● Texte source
==========

Entre « Territoires zéro chômeur de longue durée » et « basisbanen », le ministre fédéral propose de créer un nouveau statut de travail précaire et sous-payé à destination des sans-emploi de longue durée. De quoi s’agit-il ?

En juin 2023, Pierre-Yves Dermagne, ministre du Travail, a visité une expérience de « Territoire zéro chômeur de longue durée » à Loos, en France, en compagnie de la presse.
En juin 2023, Pierre-Yves Dermagne, ministre du Travail, a visité une expérience de « Territoire zéro chômeur de longue durée » à Loos, en France, en compagnie de la presse.

Le 19 juin 2023, le ministre fédéral du Travail, Pierre-Yves Dermagne (PS) organisait, accompagné de plusieurs journalistes, la visite d’une expérience de « Territoires zéro chômeur de longue durée » (TZCLD) dans la ville de Loos en France. Il s’agissait d’une opération de communication pour mettre en avant le fait qu’il avait élaboré, en s’inspirant des expériences françaises, un avant-projet de loi « instaurant les territoires de soutien aux demandeurs d’emploi de longue durée » (1) qu’il allait soumettre pour avis aux interlocuteurs sociaux au sein du Conseil national du travail (CNT). Ladite expérience française que le ministre dit vouloir transposer en Belgique consiste à créer sur quelques micro-territoires des emplois de proximité, financés à charge de la Sécurité sociale et payés en dehors des barèmes. (Lire l’encadré)

« Plutôt que de rester chez soi »

Coté pile, selon les termes du ministre face à la presse : « on change de logique : il vaut mieux avoir un chômeur qui bénéficie des allocations et qui va travailler, qui répond à des besoins de la collectivité, de la société plutôt que de rester chez soi (…) Ça figure dans l’accord du gouvernement fédéral, l’accord Vivaldi. Il s’agit de donner une impulsion supplémentaire, depuis le fédéral, aux expériences de TZCLD qui sont menées par les régions, et principalement par la Wallonie. La volonté est d’aider la Wallonie à développer de manière plus importante et plus rapide ces expériences ». (2)

« Un contrat de travail régulier doit rester mieux rémunéré »

==========

● Liste extraite
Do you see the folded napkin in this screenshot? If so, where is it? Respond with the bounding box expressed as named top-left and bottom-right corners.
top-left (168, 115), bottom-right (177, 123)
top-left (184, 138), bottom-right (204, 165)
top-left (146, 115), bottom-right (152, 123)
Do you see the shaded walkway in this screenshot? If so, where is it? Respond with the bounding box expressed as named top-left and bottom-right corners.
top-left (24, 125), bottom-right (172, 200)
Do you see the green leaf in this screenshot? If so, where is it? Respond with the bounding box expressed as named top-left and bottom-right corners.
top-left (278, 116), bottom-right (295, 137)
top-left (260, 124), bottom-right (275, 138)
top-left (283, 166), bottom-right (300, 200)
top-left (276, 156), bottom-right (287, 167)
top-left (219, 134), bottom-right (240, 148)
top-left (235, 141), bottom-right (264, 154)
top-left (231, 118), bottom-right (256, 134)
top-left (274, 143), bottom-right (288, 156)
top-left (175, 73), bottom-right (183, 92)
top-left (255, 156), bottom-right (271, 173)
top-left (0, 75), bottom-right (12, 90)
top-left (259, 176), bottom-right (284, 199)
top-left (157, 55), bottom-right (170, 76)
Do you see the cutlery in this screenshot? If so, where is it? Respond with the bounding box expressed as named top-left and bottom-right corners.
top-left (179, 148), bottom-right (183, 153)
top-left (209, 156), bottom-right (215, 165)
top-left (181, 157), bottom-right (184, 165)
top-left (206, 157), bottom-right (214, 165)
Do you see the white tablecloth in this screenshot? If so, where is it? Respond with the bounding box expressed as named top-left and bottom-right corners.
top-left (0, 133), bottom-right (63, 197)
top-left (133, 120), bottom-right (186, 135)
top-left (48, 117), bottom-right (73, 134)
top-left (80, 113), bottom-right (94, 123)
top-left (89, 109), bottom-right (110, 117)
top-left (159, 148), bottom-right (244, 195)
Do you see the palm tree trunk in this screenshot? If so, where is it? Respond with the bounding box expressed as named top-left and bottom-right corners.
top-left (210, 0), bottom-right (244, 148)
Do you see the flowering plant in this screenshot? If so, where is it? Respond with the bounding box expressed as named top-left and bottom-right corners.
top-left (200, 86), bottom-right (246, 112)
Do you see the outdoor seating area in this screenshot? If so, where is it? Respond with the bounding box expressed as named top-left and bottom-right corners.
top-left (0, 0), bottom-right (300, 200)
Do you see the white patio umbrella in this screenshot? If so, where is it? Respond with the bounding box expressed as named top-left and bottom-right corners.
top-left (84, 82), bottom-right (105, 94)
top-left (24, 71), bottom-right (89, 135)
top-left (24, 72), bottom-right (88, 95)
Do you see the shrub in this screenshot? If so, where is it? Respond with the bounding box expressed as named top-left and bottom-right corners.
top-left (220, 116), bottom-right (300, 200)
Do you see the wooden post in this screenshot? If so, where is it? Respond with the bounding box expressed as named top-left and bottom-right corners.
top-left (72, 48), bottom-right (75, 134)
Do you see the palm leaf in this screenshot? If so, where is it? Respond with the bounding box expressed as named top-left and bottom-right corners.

==========

● Travail à faire
Relevez tous les noms de lieux mentionnés dans le texte source. Vous n'aurez pas besoin de la liste.

● Réponse
Loos, France, Belgique, Wallonie